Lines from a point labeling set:
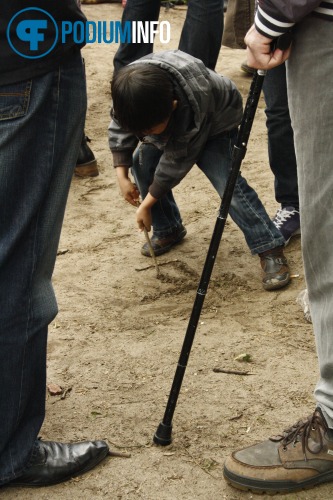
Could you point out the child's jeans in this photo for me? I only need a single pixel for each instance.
(215, 161)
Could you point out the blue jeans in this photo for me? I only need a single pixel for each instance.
(201, 35)
(215, 162)
(41, 123)
(311, 111)
(281, 150)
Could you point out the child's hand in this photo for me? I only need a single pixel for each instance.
(143, 218)
(128, 189)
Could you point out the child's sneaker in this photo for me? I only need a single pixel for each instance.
(287, 221)
(275, 269)
(163, 245)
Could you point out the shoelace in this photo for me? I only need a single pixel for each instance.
(282, 215)
(301, 432)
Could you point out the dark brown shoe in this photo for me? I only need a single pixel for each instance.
(275, 269)
(163, 245)
(300, 458)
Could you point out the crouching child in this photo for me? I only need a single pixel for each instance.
(170, 113)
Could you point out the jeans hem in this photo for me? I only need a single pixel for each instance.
(268, 246)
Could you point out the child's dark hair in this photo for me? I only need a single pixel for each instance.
(142, 96)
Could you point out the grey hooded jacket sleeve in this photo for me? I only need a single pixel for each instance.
(208, 104)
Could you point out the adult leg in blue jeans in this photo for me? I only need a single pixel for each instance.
(281, 152)
(40, 133)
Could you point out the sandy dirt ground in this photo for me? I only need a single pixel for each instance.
(115, 343)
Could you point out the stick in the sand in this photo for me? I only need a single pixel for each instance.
(151, 251)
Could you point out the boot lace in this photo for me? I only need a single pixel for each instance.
(282, 215)
(300, 432)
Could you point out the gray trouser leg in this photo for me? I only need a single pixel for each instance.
(310, 90)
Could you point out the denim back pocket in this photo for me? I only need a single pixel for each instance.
(14, 99)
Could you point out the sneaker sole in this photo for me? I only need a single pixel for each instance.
(276, 285)
(273, 487)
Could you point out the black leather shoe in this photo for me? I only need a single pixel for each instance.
(163, 245)
(54, 463)
(86, 164)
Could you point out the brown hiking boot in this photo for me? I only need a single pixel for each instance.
(275, 269)
(300, 458)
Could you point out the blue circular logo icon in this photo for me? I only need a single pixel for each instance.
(32, 33)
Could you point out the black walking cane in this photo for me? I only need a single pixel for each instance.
(164, 430)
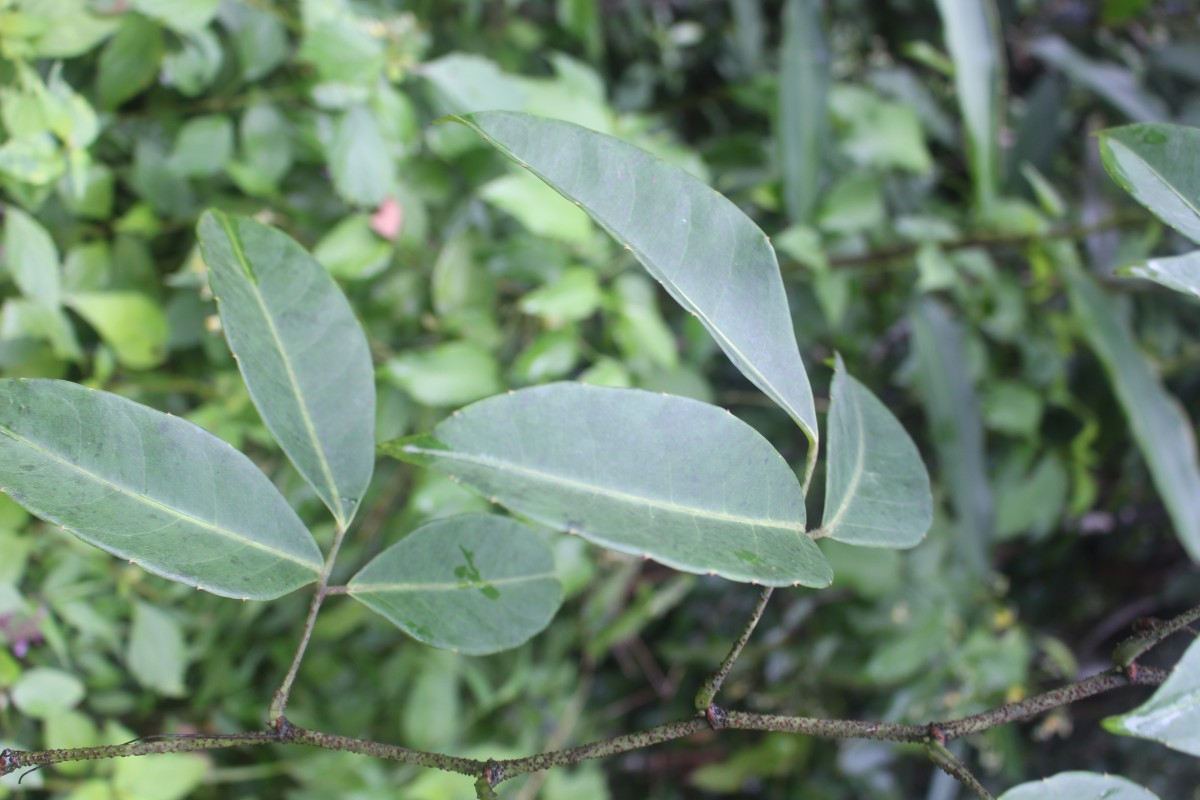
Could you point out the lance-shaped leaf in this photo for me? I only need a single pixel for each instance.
(151, 488)
(711, 257)
(1080, 786)
(1159, 425)
(670, 479)
(953, 411)
(475, 584)
(301, 353)
(876, 485)
(1157, 164)
(1171, 716)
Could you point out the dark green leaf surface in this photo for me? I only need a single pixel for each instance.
(150, 487)
(301, 352)
(803, 106)
(475, 584)
(1079, 786)
(973, 41)
(876, 487)
(705, 251)
(670, 479)
(1179, 272)
(1159, 166)
(1171, 716)
(1161, 427)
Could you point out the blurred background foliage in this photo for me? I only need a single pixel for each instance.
(927, 175)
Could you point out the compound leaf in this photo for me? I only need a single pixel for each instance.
(153, 488)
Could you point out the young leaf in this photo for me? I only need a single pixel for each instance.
(953, 410)
(670, 479)
(150, 487)
(300, 350)
(1080, 786)
(802, 121)
(711, 257)
(1171, 716)
(1159, 425)
(876, 489)
(1158, 164)
(973, 41)
(1179, 272)
(475, 584)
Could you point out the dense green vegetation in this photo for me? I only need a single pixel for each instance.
(946, 230)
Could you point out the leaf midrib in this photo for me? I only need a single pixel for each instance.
(149, 501)
(592, 488)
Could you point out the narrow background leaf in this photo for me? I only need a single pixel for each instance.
(711, 257)
(1159, 426)
(876, 486)
(150, 487)
(1171, 716)
(129, 322)
(972, 36)
(1079, 786)
(953, 410)
(301, 352)
(477, 584)
(31, 258)
(675, 480)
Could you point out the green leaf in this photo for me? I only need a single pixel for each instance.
(803, 106)
(574, 296)
(156, 654)
(537, 206)
(150, 487)
(475, 584)
(203, 146)
(131, 323)
(1171, 716)
(181, 16)
(259, 40)
(1111, 80)
(129, 64)
(265, 137)
(1179, 272)
(42, 692)
(953, 410)
(360, 160)
(705, 251)
(1079, 786)
(1159, 166)
(972, 36)
(301, 353)
(1159, 425)
(670, 479)
(31, 258)
(876, 488)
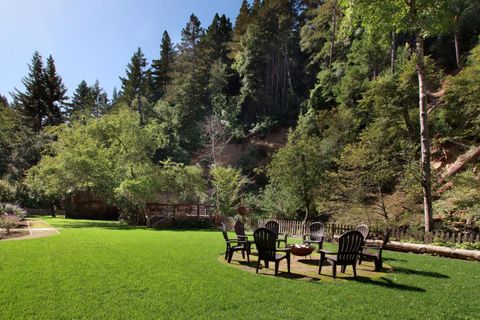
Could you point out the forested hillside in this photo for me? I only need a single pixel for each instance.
(381, 98)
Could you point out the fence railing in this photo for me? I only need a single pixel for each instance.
(43, 212)
(297, 228)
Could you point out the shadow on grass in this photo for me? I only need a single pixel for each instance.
(393, 259)
(421, 273)
(114, 225)
(281, 274)
(386, 283)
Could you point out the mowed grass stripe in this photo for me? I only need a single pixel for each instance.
(103, 270)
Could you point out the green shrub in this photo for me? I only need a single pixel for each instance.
(8, 222)
(13, 209)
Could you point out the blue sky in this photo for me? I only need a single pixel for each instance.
(92, 39)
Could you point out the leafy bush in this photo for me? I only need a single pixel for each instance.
(7, 190)
(228, 183)
(12, 209)
(8, 222)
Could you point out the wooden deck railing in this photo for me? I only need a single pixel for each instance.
(297, 228)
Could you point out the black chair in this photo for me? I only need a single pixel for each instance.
(265, 241)
(363, 229)
(233, 245)
(349, 246)
(374, 252)
(316, 235)
(275, 227)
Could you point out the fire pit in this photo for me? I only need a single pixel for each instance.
(301, 249)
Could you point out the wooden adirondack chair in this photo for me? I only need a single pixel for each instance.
(363, 229)
(233, 245)
(265, 241)
(372, 252)
(239, 228)
(275, 227)
(349, 246)
(316, 235)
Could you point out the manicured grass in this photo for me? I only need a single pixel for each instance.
(108, 271)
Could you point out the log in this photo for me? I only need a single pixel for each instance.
(430, 249)
(471, 155)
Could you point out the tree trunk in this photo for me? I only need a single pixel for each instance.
(393, 52)
(140, 110)
(424, 136)
(334, 31)
(53, 211)
(456, 32)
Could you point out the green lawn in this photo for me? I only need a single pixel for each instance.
(106, 271)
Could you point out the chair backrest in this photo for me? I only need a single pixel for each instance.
(349, 245)
(363, 229)
(386, 238)
(317, 230)
(223, 229)
(239, 228)
(265, 241)
(273, 226)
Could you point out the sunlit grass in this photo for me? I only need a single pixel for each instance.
(104, 270)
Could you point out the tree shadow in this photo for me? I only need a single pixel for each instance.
(430, 274)
(281, 274)
(386, 283)
(393, 259)
(113, 225)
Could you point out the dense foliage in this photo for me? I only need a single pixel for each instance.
(367, 99)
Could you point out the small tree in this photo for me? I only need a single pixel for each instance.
(228, 183)
(8, 222)
(299, 170)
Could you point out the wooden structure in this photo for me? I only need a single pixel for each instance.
(297, 228)
(275, 227)
(164, 215)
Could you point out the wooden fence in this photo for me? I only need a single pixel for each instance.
(297, 228)
(43, 212)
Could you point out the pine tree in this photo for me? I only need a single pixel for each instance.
(99, 99)
(81, 100)
(241, 23)
(267, 61)
(114, 96)
(31, 103)
(55, 93)
(136, 84)
(217, 39)
(188, 91)
(161, 69)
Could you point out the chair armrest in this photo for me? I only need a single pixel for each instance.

SET EXERCISE: Lay out all of these lines as a Markdown table with the columns "Row" and "Line," numbering each row and leaving out blank lines. Don't include the pictures.

SOLUTION FOR THIS TASK:
| Row | Line |
|---|---|
| 1 | Could you point out the child's jeans in this photo for me? I only need a single pixel for each instance. |
| 2 | (215, 161) |
| 3 | Could you point out the blue jeans in this photo for me? I only need a single pixel for each instance. |
| 4 | (201, 35) |
| 5 | (215, 162) |
| 6 | (41, 123) |
| 7 | (311, 111) |
| 8 | (281, 150) |
| 9 | Could you point out the child's hand in this photo for me? I only need a single pixel for each instance. |
| 10 | (143, 218) |
| 11 | (128, 189) |
| 12 | Could you point out the child's sneaker in this photo for me? I only need a single pixel for each instance. |
| 13 | (287, 221) |
| 14 | (275, 269) |
| 15 | (163, 245) |
| 16 | Could you point out the shoelace in this photo for me? I only need a single pixel for each instance. |
| 17 | (282, 215) |
| 18 | (301, 432) |
| 19 | Could you point out the dark brown shoe in this photo for me? I only need a single pixel for each instance. |
| 20 | (275, 269) |
| 21 | (163, 245) |
| 22 | (300, 458) |
| 23 | Could you point out the crouching child in this photo for me? I only need a single pixel for each instance. |
| 24 | (170, 113) |
| 25 | Could you point out the jeans hem in this photo for me? I only need a single pixel for each instance. |
| 26 | (268, 246) |
| 27 | Could you point out the child's dark hair in this photo for me? I only need a single pixel for each instance. |
| 28 | (142, 96) |
| 29 | Could you point out the grey hooded jacket sleeve in this photo for me? I only need a single pixel for each instance. |
| 30 | (208, 104) |
| 31 | Could you point out the adult leg in blue jeans in this photo for me? I only need a single pixel for each instance. |
| 32 | (281, 152) |
| 33 | (40, 133) |
| 34 | Could you point out the sandy dirt ground in this photo for me? I only need a single pixel for each instance. |
| 35 | (115, 343) |
| 36 | Could you point out the stick in the sand in this photo for me? I only need a single pixel for each instance. |
| 37 | (151, 251) |
| 38 | Could you point out the boot lace in this photo for me? I only need a single pixel for each instance. |
| 39 | (282, 215) |
| 40 | (300, 432) |
| 41 | Could you point out the gray trouser leg in this photo for me? I only need a single pixel for each instance. |
| 42 | (310, 90) |
| 43 | Could you point out the denim back pocket in this photo for me? I only need a single pixel for each instance. |
| 44 | (14, 99) |
| 45 | Could you point out the sneaker sole in this photo for me? I only need a single pixel for each instance. |
| 46 | (276, 285) |
| 47 | (273, 487) |
| 48 | Could you point out the black leather shoe in this photo for me? I only need a single pixel for each instance. |
| 49 | (163, 245) |
| 50 | (54, 463) |
| 51 | (86, 164) |
| 52 | Could you point out the brown hiking boot in this photo for me? I only need a single pixel for each instance. |
| 53 | (275, 269) |
| 54 | (300, 458) |
| 55 | Could you point out the blue circular logo icon in this photo for me? I only need a single pixel for each instance. |
| 56 | (32, 33) |
| 57 | Could you point out the black walking cane in this photo for me? I only need a single pixel for each instance. |
| 58 | (164, 430) |
| 59 | Could you point out the lance-shaped leaf in this photo for me? I only need a single pixel for each instance. |
| 60 | (151, 488) |
| 61 | (711, 257) |
| 62 | (1080, 786) |
| 63 | (1159, 425) |
| 64 | (670, 479) |
| 65 | (953, 411) |
| 66 | (475, 584) |
| 67 | (301, 353) |
| 68 | (876, 485) |
| 69 | (1157, 164) |
| 70 | (1171, 716) |
| 71 | Could you point out the dark green leaf surface in this photo for me? I only need a single pixel for each instance. |
| 72 | (150, 487) |
| 73 | (301, 352) |
| 74 | (803, 106) |
| 75 | (475, 584) |
| 76 | (1079, 786) |
| 77 | (973, 41) |
| 78 | (876, 487) |
| 79 | (705, 251) |
| 80 | (670, 479) |
| 81 | (1179, 272) |
| 82 | (1159, 166) |
| 83 | (1171, 716) |
| 84 | (1161, 427) |
| 85 | Could you point out the blurred background foliage in this photo for me? I only need a single pixel for each instance. |
| 86 | (927, 175) |
| 87 | Could you point out the compound leaf in this photo for me? I only need a single pixel for each instance. |
| 88 | (153, 488) |
| 89 | Could you point out the young leaf in this photo for me? I only need a single pixel for each instance. |
| 90 | (953, 410) |
| 91 | (670, 479) |
| 92 | (150, 487) |
| 93 | (300, 350) |
| 94 | (1080, 786) |
| 95 | (802, 121) |
| 96 | (711, 257) |
| 97 | (1171, 716) |
| 98 | (1159, 425) |
| 99 | (876, 489) |
| 100 | (1158, 164) |
| 101 | (973, 41) |
| 102 | (1179, 272) |
| 103 | (475, 584) |
| 104 | Could you point out the dense green vegetation in this photo for me? I only need a single pixel for each instance. |
| 105 | (946, 230) |
| 106 | Could you point out the leaf midrib in this photo for me? I only need a single pixel for each instance. |
| 107 | (149, 501) |
| 108 | (592, 488) |
| 109 | Could you point out the narrow background leaf in this photo for me? I only need a single pixel for each instance. |
| 110 | (711, 257) |
| 111 | (1159, 426) |
| 112 | (876, 486) |
| 113 | (150, 487) |
| 114 | (1171, 716) |
| 115 | (129, 322) |
| 116 | (972, 36) |
| 117 | (1079, 786) |
| 118 | (953, 410) |
| 119 | (301, 352) |
| 120 | (477, 584) |
| 121 | (31, 258) |
| 122 | (675, 480) |
| 123 | Could you point out the green leaf in this photo for me? I only need a single pixel for each instance. |
| 124 | (803, 106) |
| 125 | (574, 296) |
| 126 | (156, 654) |
| 127 | (537, 206) |
| 128 | (150, 487) |
| 129 | (475, 584) |
| 130 | (203, 146) |
| 131 | (131, 323) |
| 132 | (1171, 716) |
| 133 | (181, 16) |
| 134 | (259, 40) |
| 135 | (1111, 80) |
| 136 | (129, 64) |
| 137 | (265, 137) |
| 138 | (1179, 272) |
| 139 | (42, 692) |
| 140 | (953, 410) |
| 141 | (360, 160) |
| 142 | (705, 251) |
| 143 | (1079, 786) |
| 144 | (1159, 166) |
| 145 | (972, 36) |
| 146 | (301, 353) |
| 147 | (1159, 425) |
| 148 | (670, 479) |
| 149 | (31, 258) |
| 150 | (876, 488) |
| 151 | Could you point out the forested hillside in this photo for me? I only need a single pixel for each instance. |
| 152 | (381, 98) |
| 153 | Could you point out the fence railing in this photo for me? I only need a single pixel for each instance. |
| 154 | (43, 212) |
| 155 | (297, 228) |
| 156 | Could you point out the shadow on grass in this photo for me? I only need a single pixel for each instance. |
| 157 | (393, 259) |
| 158 | (421, 273) |
| 159 | (114, 225) |
| 160 | (281, 274) |
| 161 | (386, 283) |
| 162 | Could you point out the mowed grass stripe in this photo for me? I only need a single pixel for each instance. |
| 163 | (103, 270) |
| 164 | Could you point out the green shrub in this photo for me? I only need a single pixel for each instance. |
| 165 | (8, 222) |
| 166 | (13, 209) |
| 167 | Could you point out the blue sky in this photo for me? I only need a single pixel for each instance. |
| 168 | (92, 39) |
| 169 | Could you point out the leafy bush in this photo for me? I only need a single pixel for each instance. |
| 170 | (7, 190) |
| 171 | (228, 183) |
| 172 | (12, 209) |
| 173 | (8, 222) |
| 174 | Could you point out the wooden deck railing in this photo for me? I only need a single pixel for each instance. |
| 175 | (297, 228) |
| 176 | Could you point out the black chair in this photo for me? I only need a single pixel for each instance. |
| 177 | (265, 241) |
| 178 | (363, 229) |
| 179 | (233, 245) |
| 180 | (349, 246) |
| 181 | (374, 252) |
| 182 | (316, 235) |
| 183 | (275, 227) |
| 184 | Could you point out the fire pit in this photo for me? I only need a single pixel for each instance. |
| 185 | (301, 249) |
| 186 | Could you point out the wooden adirondack chair in this photo for me? I only need a single pixel for each instance. |
| 187 | (363, 229) |
| 188 | (233, 245) |
| 189 | (265, 241) |
| 190 | (372, 252) |
| 191 | (239, 228) |
| 192 | (275, 227) |
| 193 | (349, 246) |
| 194 | (316, 235) |
| 195 | Could you point out the manicured grass in this photo for me? I only need a single pixel for each instance. |
| 196 | (108, 271) |
| 197 | Could you point out the log in this photo for me? I only need a single pixel for each instance. |
| 198 | (430, 249) |
| 199 | (471, 155) |
| 200 | Could you point out the tree trunk in this photo for me? I only need a single pixel for each instance. |
| 201 | (393, 52) |
| 202 | (140, 110) |
| 203 | (424, 136) |
| 204 | (334, 31) |
| 205 | (53, 211) |
| 206 | (456, 32) |
| 207 | Could you point out the green lawn in this photo for me? I only need a single pixel for each instance. |
| 208 | (106, 271) |
| 209 | Could you point out the chair backrest in this photo for me? I only need a single pixel for each instance. |
| 210 | (349, 245) |
| 211 | (363, 229) |
| 212 | (386, 238) |
| 213 | (317, 230) |
| 214 | (223, 229) |
| 215 | (239, 228) |
| 216 | (265, 241) |
| 217 | (273, 226) |
| 218 | Could you point out the sunlit grass in this photo for me? I only need a single pixel for each instance. |
| 219 | (104, 270) |
| 220 | Could you point out the tree shadow in this photo for me? I only need a single pixel for each instance. |
| 221 | (430, 274) |
| 222 | (281, 274) |
| 223 | (386, 283) |
| 224 | (393, 259) |
| 225 | (113, 225) |
| 226 | Could you point out the dense foliage in this photo for me? I only need a single pixel for each instance. |
| 227 | (367, 99) |
| 228 | Could you point out the small tree in this photo for me? I only need a single pixel for each instance. |
| 229 | (228, 183) |
| 230 | (8, 222) |
| 231 | (299, 170) |
| 232 | Could you point out the wooden structure in this photo for me? I only need a single pixel for each instance. |
| 233 | (297, 228) |
| 234 | (275, 227) |
| 235 | (164, 215) |
| 236 | Could you point out the wooden fence in this photo for me? I only need a single pixel for each instance. |
| 237 | (297, 228) |
| 238 | (43, 212) |
| 239 | Could you point out the pine tree in this photo for me? I only need a single pixel for each instance. |
| 240 | (99, 99) |
| 241 | (81, 100) |
| 242 | (241, 23) |
| 243 | (267, 61) |
| 244 | (114, 96) |
| 245 | (31, 103) |
| 246 | (55, 93) |
| 247 | (136, 84) |
| 248 | (217, 39) |
| 249 | (188, 91) |
| 250 | (161, 69) |
| 251 | Could you point out the chair armrest in this photo for me? I only need a single pixel for each instance. |